** Opening Exercise materials block **

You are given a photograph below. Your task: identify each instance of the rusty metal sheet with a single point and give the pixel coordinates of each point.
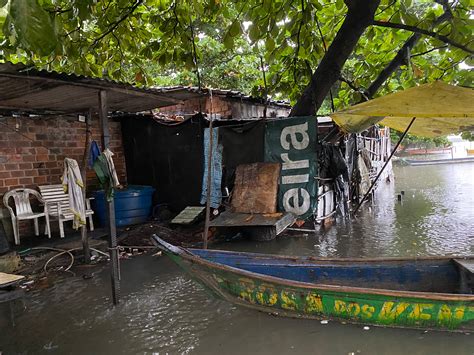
(256, 188)
(30, 90)
(278, 220)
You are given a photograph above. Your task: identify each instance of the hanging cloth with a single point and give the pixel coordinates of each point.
(216, 170)
(94, 153)
(73, 186)
(105, 170)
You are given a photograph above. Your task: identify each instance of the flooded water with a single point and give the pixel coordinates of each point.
(164, 312)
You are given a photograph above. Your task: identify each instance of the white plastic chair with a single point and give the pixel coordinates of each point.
(58, 206)
(23, 211)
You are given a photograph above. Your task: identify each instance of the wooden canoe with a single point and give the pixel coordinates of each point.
(428, 293)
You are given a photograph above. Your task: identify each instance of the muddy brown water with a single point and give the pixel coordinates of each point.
(164, 312)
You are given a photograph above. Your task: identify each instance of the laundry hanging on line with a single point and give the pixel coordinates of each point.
(216, 169)
(73, 186)
(94, 153)
(105, 170)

** Closing Exercise materials block **

* [Work instructions]
What is needed is an exact copy of the lines from the one holding "of the white" through the final line of the material.

* [Solution]
You are given a photograph above. Your task: identify each instance of the white plastic chair with a single point and give the pixel coordinates of each point.
(58, 206)
(23, 211)
You are given a photograph above. Your task: identify each instance of the wooden canoe with a single point and give the pixel coordinates of each point.
(428, 293)
You are given a photograph above. Your task: identify each instance of the muddy brown water with a single point and give the pixel coordinates of each point.
(164, 312)
You are given a photograph above. Your task: identify each instance of the laundry hanging on line with a single point and give the pixel coordinates of each point.
(216, 169)
(73, 186)
(94, 153)
(105, 170)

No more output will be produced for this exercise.